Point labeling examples
###

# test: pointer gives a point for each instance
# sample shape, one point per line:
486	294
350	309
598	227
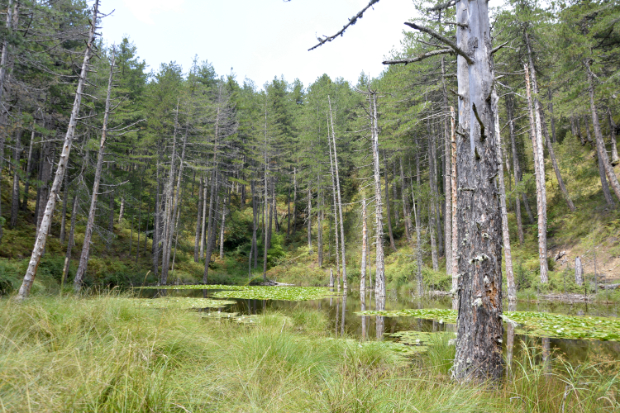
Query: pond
347	318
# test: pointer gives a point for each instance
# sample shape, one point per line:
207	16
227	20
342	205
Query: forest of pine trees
453	153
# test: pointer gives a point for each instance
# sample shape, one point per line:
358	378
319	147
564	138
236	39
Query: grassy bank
105	354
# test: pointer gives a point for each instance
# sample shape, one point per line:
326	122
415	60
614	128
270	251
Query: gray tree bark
46	222
539	168
600	144
79	276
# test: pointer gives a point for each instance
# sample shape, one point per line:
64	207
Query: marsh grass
108	354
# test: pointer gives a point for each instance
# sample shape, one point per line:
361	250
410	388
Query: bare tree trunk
70	242
28	169
510	280
615	160
379	256
364	248
79	276
553	138
203	234
406	212
198	223
539	166
455	233
431	215
387	203
169	206
319	218
480	330
254	224
600	144
46	222
578	271
222	228
309	219
335	202
516	169
342	243
541	124
15	197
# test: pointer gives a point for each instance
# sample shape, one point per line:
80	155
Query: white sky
260	39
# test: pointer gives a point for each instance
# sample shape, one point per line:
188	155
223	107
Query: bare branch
352	21
419	58
495	49
442	6
443	39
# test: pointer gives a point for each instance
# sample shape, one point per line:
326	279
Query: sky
260	39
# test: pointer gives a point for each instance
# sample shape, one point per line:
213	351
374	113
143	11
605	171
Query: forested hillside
191	167
479	170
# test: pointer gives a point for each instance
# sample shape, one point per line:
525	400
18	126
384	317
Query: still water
343	322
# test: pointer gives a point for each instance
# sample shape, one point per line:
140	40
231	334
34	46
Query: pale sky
260	39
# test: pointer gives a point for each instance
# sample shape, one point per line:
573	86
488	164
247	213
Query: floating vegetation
182	303
277	293
257	292
443	316
530	323
420	338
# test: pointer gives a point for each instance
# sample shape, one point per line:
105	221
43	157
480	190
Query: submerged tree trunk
615	160
480	330
515	167
539	167
540	124
46	222
379	255
364	248
387	203
512	290
340	218
79	276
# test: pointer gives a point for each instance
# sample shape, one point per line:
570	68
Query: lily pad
182	303
530	323
258	292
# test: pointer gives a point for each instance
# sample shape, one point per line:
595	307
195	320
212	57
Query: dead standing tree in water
46	220
480	330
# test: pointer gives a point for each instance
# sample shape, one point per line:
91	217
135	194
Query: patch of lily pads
530	323
182	303
258	292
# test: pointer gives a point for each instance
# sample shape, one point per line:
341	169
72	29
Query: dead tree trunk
364	248
578	271
46	222
387	203
600	144
543	129
512	290
198	223
379	255
342	243
79	276
515	167
15	196
615	160
70	241
406	212
539	169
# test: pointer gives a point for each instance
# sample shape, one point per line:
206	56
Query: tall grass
104	354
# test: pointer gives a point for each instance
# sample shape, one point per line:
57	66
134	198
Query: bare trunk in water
77	282
342	243
539	169
379	255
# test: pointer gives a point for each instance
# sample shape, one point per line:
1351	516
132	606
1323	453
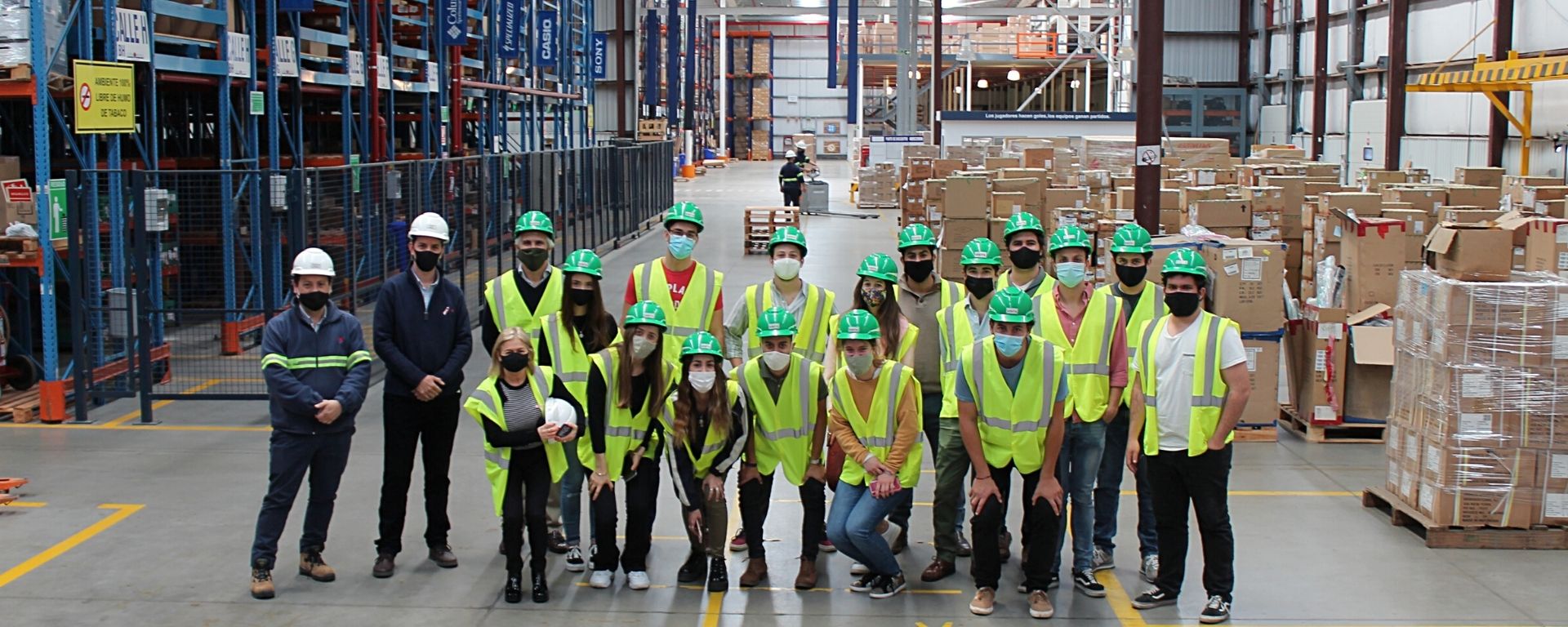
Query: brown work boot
313	567
756	571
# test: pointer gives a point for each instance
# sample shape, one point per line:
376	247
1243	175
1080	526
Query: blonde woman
521	408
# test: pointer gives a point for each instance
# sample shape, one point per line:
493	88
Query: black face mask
425	260
980	286
1183	303
1131	274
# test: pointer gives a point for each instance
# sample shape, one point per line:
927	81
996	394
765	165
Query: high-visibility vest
957	334
697	306
877	429
784	427
485	405
712	444
1013	425
811	336
507	306
1208	388
1089	358
623	427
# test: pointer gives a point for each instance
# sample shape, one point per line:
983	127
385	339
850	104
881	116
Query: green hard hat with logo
647	313
777	322
1070	237
1131	238
1012	306
916	235
584	262
684	212
787	235
980	251
879	265
535	221
858	325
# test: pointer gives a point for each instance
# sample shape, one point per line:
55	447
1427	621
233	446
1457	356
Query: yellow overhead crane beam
1493	78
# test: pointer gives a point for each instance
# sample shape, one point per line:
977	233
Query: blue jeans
1107	492
852	527
1078	468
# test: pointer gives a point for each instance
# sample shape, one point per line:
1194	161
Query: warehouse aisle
153	524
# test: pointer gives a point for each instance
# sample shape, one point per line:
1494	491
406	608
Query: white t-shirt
1174	364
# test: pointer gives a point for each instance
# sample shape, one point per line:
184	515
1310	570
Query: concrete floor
175	550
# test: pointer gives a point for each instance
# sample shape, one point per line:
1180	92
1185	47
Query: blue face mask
681	247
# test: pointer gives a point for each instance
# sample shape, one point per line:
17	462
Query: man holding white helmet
317	372
422	334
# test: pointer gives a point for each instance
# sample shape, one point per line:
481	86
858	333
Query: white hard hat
314	260
429	225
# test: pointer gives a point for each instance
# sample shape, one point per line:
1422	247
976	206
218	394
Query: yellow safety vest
509	308
697	306
485	405
1089	359
879	427
784	425
1208	386
957	334
811	339
1013	425
625	427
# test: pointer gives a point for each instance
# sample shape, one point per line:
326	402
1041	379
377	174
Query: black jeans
1203	482
642	499
755	499
528	492
410	424
1040	526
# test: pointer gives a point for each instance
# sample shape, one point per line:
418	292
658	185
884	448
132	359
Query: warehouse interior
1377	189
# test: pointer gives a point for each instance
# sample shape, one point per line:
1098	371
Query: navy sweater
416	340
306	366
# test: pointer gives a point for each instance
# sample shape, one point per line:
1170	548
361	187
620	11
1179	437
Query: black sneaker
1153	599
1215	610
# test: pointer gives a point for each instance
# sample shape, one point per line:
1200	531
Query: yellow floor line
121	511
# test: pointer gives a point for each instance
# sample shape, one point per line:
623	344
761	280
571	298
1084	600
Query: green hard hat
684	212
535	221
647	313
879	265
858	325
1186	260
787	235
700	342
916	235
1012	306
584	262
1131	238
980	251
1022	221
1070	237
777	322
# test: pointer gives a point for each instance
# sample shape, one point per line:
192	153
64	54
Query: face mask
1070	274
786	269
702	381
313	300
775	359
681	247
1009	345
514	361
980	286
1129	274
425	260
1181	303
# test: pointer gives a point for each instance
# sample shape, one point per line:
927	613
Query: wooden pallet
1440	536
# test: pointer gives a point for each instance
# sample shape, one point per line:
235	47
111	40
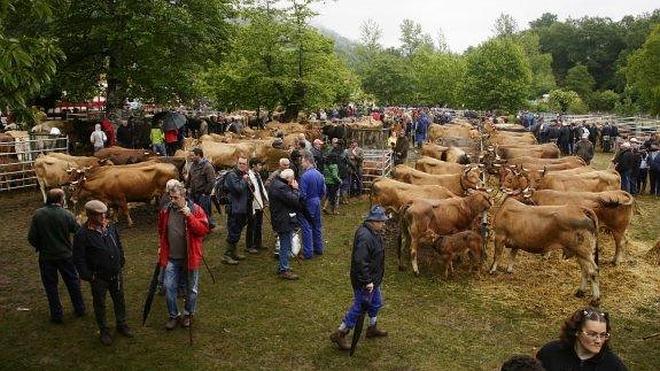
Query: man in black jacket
367	269
284	205
49	234
99	257
237	182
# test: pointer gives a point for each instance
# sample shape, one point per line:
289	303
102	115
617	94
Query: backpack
220	191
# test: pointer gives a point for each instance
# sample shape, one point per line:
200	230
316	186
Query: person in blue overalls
312	186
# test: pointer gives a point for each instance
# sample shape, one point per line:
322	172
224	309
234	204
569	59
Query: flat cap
96	206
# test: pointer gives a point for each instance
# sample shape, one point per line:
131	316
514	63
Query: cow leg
512	259
499	245
413	256
620	241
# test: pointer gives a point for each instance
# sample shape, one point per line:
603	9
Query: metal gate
17	158
377	163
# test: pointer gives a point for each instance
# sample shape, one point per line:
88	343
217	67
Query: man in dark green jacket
50	235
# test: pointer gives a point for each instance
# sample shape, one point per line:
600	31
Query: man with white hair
99	258
182	226
584	148
285	203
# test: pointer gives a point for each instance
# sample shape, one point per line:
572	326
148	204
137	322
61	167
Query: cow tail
592	215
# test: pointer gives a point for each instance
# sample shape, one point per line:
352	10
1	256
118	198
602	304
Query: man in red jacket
182	226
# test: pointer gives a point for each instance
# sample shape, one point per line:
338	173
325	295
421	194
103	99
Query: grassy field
250	319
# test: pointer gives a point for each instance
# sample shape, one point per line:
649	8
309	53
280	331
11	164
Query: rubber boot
339	337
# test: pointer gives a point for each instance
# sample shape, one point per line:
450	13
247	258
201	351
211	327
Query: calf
459	244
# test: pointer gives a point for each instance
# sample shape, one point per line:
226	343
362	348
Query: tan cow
459	183
118	185
430	165
54	169
422	219
613	208
547	150
540	229
123	156
459	244
392	194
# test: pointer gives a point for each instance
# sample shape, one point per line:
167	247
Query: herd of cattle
550	203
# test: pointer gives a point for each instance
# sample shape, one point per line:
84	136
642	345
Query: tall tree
413	38
30	54
643	74
505	25
579	80
497	76
154	50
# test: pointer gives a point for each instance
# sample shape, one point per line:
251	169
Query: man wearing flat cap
99	257
367	269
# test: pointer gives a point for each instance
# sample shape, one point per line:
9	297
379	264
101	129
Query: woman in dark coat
583	344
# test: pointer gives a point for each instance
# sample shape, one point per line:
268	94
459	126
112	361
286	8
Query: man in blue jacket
367	269
312	186
237	183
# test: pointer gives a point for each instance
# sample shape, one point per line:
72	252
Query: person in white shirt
98	138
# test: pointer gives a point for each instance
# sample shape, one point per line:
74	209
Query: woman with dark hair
583	344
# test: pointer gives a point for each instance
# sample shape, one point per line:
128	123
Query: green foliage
497	76
543	80
29	56
566	101
580	81
153	50
604	101
277	59
643	73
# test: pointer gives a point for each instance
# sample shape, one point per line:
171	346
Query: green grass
250	319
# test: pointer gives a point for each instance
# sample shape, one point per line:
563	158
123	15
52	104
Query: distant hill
344	47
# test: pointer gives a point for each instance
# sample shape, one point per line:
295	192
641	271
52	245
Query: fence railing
17	159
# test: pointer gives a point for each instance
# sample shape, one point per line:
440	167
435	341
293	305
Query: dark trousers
641	180
253	231
115	286
49	278
235	224
654	181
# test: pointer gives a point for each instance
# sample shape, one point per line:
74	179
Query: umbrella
150	294
173	121
359	324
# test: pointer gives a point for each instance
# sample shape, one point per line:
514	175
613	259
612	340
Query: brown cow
392	194
459	244
118	185
540	229
459	183
54	169
430	165
440	217
124	156
613	208
547	150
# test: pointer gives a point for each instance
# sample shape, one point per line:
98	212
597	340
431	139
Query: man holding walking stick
182	226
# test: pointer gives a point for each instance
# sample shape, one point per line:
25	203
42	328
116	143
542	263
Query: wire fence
17	158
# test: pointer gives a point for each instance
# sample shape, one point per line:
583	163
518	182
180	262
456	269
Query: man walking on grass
367	269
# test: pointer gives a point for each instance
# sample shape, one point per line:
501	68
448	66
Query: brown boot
375	332
339	337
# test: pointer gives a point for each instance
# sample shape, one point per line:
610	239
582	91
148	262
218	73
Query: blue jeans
49	277
312	234
174	273
373	300
285	251
159	148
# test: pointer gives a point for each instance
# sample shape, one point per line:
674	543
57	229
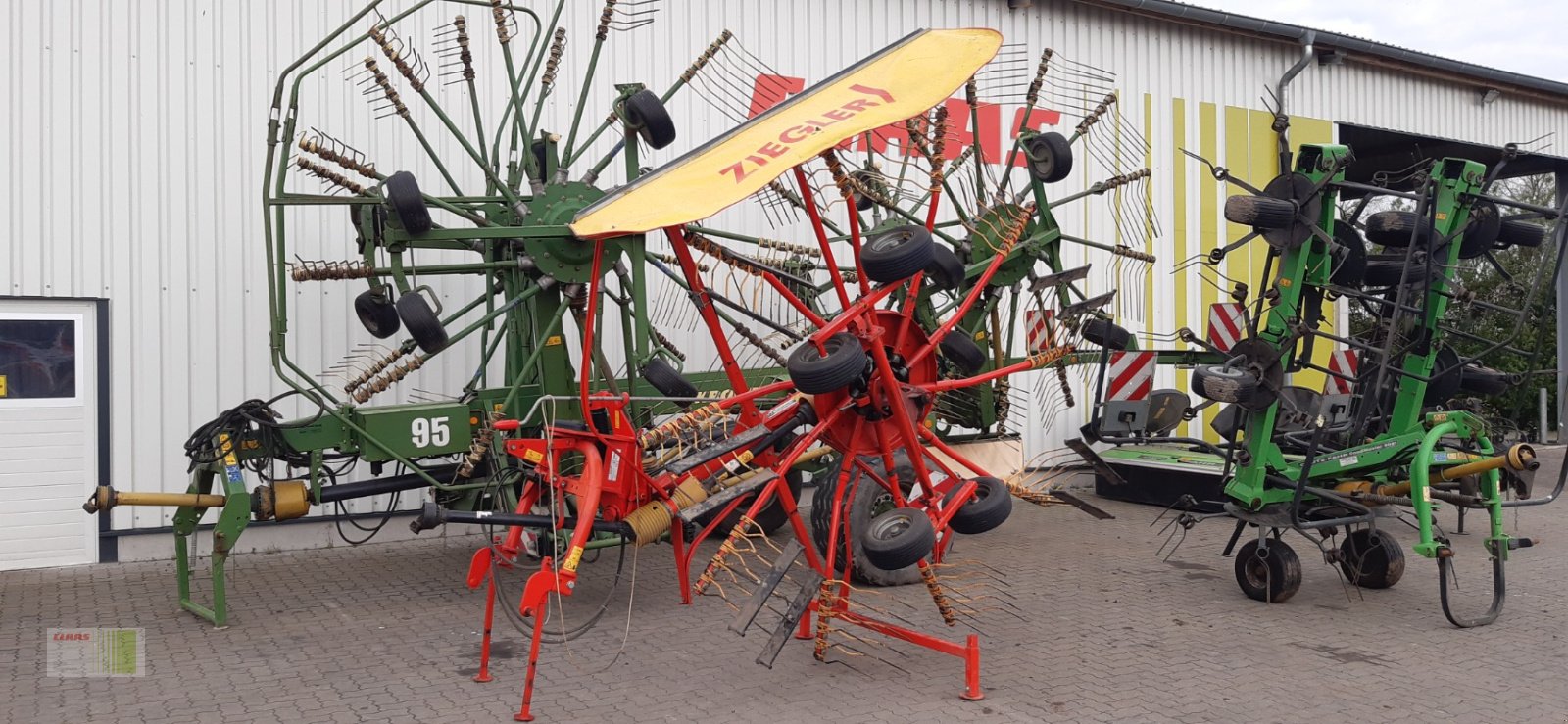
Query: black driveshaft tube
392	483
433	516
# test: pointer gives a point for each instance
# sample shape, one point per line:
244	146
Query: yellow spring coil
653	519
943	603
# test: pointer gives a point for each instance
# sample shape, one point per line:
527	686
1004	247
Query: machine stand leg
533	665
804	632
972	669
490	619
682	564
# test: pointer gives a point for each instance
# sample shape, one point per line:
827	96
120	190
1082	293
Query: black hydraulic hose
392	483
433	516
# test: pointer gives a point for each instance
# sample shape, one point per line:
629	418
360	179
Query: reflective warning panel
899	81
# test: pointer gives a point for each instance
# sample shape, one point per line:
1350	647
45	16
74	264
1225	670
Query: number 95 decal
430	431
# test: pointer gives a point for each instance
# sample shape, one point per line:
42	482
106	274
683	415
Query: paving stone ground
1087	624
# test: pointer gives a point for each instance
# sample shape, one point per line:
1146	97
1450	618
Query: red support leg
682	564
804	632
972	669
490	619
533	665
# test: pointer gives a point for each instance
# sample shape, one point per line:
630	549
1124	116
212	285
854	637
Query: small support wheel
1484	379
1105	334
867	179
1397	229
988	508
1225	384
898	254
407	203
1050	157
963	353
1371	558
1518	232
1269	574
899	538
666	379
946	269
650	118
420	321
841	362
376	313
1259	212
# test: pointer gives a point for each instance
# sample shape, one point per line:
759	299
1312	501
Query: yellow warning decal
227	452
572	559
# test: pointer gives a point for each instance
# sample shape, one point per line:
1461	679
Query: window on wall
38	360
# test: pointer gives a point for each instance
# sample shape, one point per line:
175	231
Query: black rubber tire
422	323
867	499
1225	384
1105	334
651	120
866	179
376	313
1396	229
1518	232
1385	269
963	353
1371	558
985	509
1350	261
1484	379
899	538
815	373
1050	157
946	269
898	254
666	379
1481	232
1272	579
1259	212
407	203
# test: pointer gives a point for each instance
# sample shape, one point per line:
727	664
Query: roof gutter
1296	33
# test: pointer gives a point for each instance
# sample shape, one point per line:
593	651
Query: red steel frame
843	423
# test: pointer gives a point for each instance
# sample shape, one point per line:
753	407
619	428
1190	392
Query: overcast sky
1526	36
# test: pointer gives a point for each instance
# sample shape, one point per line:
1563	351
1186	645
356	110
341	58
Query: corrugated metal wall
133	149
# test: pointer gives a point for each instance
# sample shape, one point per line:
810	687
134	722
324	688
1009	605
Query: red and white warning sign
1341	362
1227	324
1042	329
1131	375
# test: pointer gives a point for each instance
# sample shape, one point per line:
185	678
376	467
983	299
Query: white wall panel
133	152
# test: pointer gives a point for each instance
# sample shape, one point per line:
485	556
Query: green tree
1536	334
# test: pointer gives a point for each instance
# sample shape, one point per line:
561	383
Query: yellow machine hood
899	81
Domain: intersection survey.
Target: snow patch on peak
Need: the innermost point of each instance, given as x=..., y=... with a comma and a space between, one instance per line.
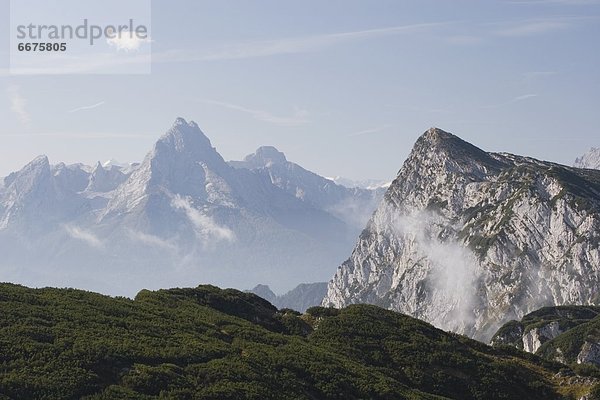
x=265, y=156
x=590, y=160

###

▶ GIVEN EXERCISE
From the line containing "Domain: intersection survey." down to the last line of the entries above, copy each line exactly and nothing more. Leave pictures out.

▶ TASK RESPONSE
Domain: intersection survey.
Target: snow patch on peak
Need: the innermost point of each instance, given as x=..., y=... with a comma and a space between, one instance per line.
x=265, y=156
x=590, y=160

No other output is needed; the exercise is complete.